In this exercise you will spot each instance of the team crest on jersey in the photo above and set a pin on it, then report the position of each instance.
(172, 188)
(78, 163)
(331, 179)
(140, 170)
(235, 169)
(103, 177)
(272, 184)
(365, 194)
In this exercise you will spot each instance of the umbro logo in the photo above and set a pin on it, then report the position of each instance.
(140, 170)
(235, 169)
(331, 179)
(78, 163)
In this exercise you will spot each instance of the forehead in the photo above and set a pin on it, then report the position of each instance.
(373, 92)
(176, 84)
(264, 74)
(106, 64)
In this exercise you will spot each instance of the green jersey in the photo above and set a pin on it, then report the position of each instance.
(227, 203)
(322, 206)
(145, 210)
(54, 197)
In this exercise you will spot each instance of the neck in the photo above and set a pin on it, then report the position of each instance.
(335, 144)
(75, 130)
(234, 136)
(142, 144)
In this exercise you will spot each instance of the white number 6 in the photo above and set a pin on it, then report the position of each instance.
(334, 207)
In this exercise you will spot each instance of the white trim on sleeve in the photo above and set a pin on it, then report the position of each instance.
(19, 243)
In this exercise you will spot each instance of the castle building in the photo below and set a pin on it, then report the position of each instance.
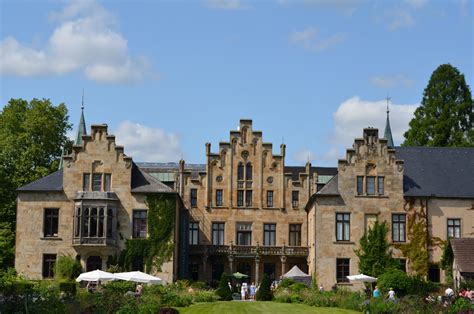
(245, 210)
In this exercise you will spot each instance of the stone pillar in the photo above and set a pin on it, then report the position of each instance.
(257, 267)
(283, 264)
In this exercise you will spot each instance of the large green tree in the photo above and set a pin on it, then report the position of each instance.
(445, 117)
(31, 137)
(375, 256)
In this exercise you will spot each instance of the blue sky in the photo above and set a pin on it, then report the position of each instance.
(167, 77)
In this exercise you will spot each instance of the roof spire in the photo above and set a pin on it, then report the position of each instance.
(81, 130)
(388, 131)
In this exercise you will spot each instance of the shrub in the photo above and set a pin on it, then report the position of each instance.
(69, 288)
(264, 293)
(67, 268)
(223, 291)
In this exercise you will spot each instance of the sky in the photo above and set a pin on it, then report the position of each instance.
(169, 76)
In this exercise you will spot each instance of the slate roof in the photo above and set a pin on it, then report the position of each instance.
(296, 170)
(437, 171)
(142, 182)
(51, 183)
(463, 250)
(331, 188)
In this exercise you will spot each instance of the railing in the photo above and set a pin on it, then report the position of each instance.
(96, 241)
(244, 250)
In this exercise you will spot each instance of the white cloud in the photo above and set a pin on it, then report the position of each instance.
(355, 114)
(304, 155)
(399, 18)
(84, 40)
(144, 143)
(391, 81)
(230, 5)
(310, 40)
(416, 3)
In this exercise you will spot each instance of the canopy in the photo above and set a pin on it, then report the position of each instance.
(239, 275)
(362, 278)
(95, 275)
(138, 276)
(295, 272)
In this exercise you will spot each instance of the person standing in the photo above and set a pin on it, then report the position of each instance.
(252, 291)
(376, 293)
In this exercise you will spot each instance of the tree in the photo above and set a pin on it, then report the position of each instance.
(445, 117)
(264, 292)
(31, 137)
(375, 256)
(223, 290)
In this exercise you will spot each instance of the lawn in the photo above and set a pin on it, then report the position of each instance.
(257, 307)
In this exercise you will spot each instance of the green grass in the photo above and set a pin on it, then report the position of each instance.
(257, 307)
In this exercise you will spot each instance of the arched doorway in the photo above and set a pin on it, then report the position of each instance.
(93, 263)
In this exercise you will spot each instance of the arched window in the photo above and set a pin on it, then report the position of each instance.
(248, 172)
(240, 171)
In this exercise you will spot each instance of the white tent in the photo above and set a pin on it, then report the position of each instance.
(95, 275)
(138, 276)
(298, 275)
(361, 278)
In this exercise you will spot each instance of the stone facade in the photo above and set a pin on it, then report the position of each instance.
(94, 208)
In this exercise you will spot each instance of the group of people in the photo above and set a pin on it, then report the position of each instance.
(246, 292)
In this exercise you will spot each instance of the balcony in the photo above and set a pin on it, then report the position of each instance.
(244, 250)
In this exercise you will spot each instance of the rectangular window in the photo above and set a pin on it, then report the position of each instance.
(244, 233)
(295, 235)
(269, 198)
(398, 227)
(248, 198)
(454, 228)
(218, 233)
(97, 182)
(342, 269)
(295, 195)
(86, 181)
(194, 233)
(51, 219)
(370, 188)
(48, 265)
(360, 185)
(193, 199)
(218, 197)
(240, 198)
(269, 234)
(107, 181)
(139, 223)
(380, 185)
(342, 227)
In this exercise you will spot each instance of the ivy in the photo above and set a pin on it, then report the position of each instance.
(158, 247)
(419, 242)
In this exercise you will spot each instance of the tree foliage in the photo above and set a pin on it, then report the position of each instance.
(31, 136)
(445, 117)
(375, 256)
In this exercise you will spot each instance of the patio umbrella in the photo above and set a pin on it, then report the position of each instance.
(239, 275)
(95, 275)
(362, 278)
(138, 276)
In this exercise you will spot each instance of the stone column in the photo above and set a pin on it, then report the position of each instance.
(257, 264)
(283, 264)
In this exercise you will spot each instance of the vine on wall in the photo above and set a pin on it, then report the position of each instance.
(419, 244)
(158, 247)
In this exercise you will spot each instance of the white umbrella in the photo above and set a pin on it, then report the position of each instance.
────────────────
#### [Exercise prompt]
Will you restate every entry word for word and omit the images?

#### [Result of the task]
In this exercise you will spot each instance of the team crest on jersey in the photo above and set a pin on it, then report the position of each instance.
(172, 188)
(78, 163)
(331, 179)
(140, 170)
(235, 169)
(103, 177)
(272, 184)
(365, 194)
In this exercise you will spot each instance of the umbro logo in the photo above and set a pin on it, then report the position of each instance.
(140, 170)
(235, 169)
(331, 179)
(78, 163)
In this exercise you will spot each instance of the forehead in the photo above and set a pin on it, then report the position of each instance.
(373, 92)
(176, 84)
(264, 74)
(106, 64)
In this exercise you will spot each instance of the green jersey in the photo above and set a pin on it, then report the position of each instance.
(227, 203)
(322, 206)
(145, 210)
(54, 197)
In this exercise you will spot each instance of the neck in the photo above and set a pin on it, then report the position of each instance.
(335, 144)
(75, 130)
(234, 136)
(142, 144)
In this exercise you will spot each instance of the white number 6 in the photo above and set a pin on it, then report the position of each instance.
(334, 207)
In this exercise you will spot each instance of the white trim on sleeve in the photo above and set a pin on it, then report the position of each instance.
(19, 243)
In this exercise you will spot each instance of the castle building in the photo below and set a pin on it, then report the position of each instance.
(245, 210)
In this exercise you will spot each instance of the stone pillar in the photo above and set a pin on it, then report the position of each instance.
(257, 267)
(283, 264)
In this exercise you will spot each instance of the large green tree in the photo above and set a pin on it, then report the position of each instance.
(445, 117)
(31, 137)
(375, 256)
In this exercise you will spot each instance of the blue sky in the photo above and set a pin on it, then report the position of each instance.
(167, 77)
In this exercise you will spot each instance of the roof spire in the photo above and set a pin on it, then report the position of each instance.
(81, 130)
(388, 131)
In this exercise you will spot each instance of the shrub in the photo above and set a pin on it, then report the position of each instance.
(69, 288)
(264, 293)
(67, 268)
(223, 291)
In this exercise you will spot each instance of the sky in the photo above and set a pin on it, then report the position of each instance.
(169, 76)
In this exercise you will spot each instance of the slate roof in the photo above and set a pin on it, then report the position of each instance.
(296, 170)
(437, 171)
(142, 182)
(51, 183)
(463, 250)
(331, 188)
In this exercise you will spot each instance of the railing in the photo above and set a pin on it, then report the position of each instance.
(96, 241)
(244, 250)
In this exercise you will spot each instance of the white cloud in the photo above and set a pin on it, then report the position of each instance.
(355, 114)
(304, 155)
(399, 18)
(84, 40)
(144, 143)
(391, 81)
(230, 5)
(310, 40)
(416, 3)
In this exercise you will spot each instance of the canopy in the photo above and set a pin on it, then report the position of each instance.
(239, 275)
(362, 278)
(95, 275)
(138, 276)
(295, 272)
In this exercise you will spot each instance of the person standing in the photo above and set a pin on it, then report the position of each instance.
(252, 291)
(376, 293)
In this exercise you will spot each instance of the tree in the photo above and set a pin on it, then report the position of each instance.
(445, 117)
(264, 292)
(31, 137)
(375, 256)
(223, 290)
In this exercise you will spot each instance of the lawn in the photo above and set a pin on it, then report the position of each instance.
(257, 307)
In this exercise you will spot each instance of the green grass in the photo above and set a pin on it, then report the position of each instance.
(257, 307)
In this exercise you will spot each instance of the arched doorway in the photo above and set a pin on it, then report the position of each instance.
(93, 263)
In this exercise you will spot each instance of the arched window in the photo above and set a pin on it, then report the position of each instance.
(248, 172)
(240, 171)
In this exercise you will spot each instance of the white tent in the photo above and set a pin on it, then report the position of each instance.
(95, 275)
(138, 276)
(298, 275)
(361, 278)
In this exercise you will spot each instance of the stone facade in the photo above and set a pin on it, then report the position of each instance.
(94, 208)
In this exercise you will spot each instance of the group of people in the photo above and set a pin on it, then report the position of each instance.
(246, 292)
In this exercise you will spot each instance of the balcony in the photo above and set a pin on it, then report the position of each instance.
(244, 250)
In this exercise you will spot each instance of the rectangular window in the photo above and set a pin on it, then report the position of each instance.
(244, 233)
(295, 235)
(269, 198)
(398, 227)
(248, 198)
(454, 228)
(218, 233)
(97, 182)
(342, 269)
(295, 195)
(86, 181)
(194, 233)
(51, 219)
(370, 188)
(48, 265)
(360, 185)
(193, 199)
(218, 197)
(240, 198)
(269, 234)
(107, 181)
(139, 223)
(380, 185)
(342, 227)
In this exercise you will spot each instance of the ivy in the photo above and set a pin on it, then report the position of each instance.
(158, 247)
(419, 242)
In this exercise you will spot each instance of the tree foliage in the photo above and set a pin on it, then report the position of each instance.
(31, 136)
(445, 117)
(375, 256)
In this exercise you will spot each instance of the patio umbrella in the photo above and set a pin on it, then report the position of each instance.
(239, 275)
(95, 275)
(362, 278)
(138, 276)
In this exercise you will spot each instance of the stone column in the photo above and set a pin on it, then report the position of each instance.
(257, 264)
(283, 264)
In this exercise you will spot each instance of the vine on wall in the photo above and set a pin on it, then report the position of each instance.
(419, 244)
(158, 247)
In this exercise you will spot each instance of the white umbrella in the photo above and set a pin on it, then report the position of each instance.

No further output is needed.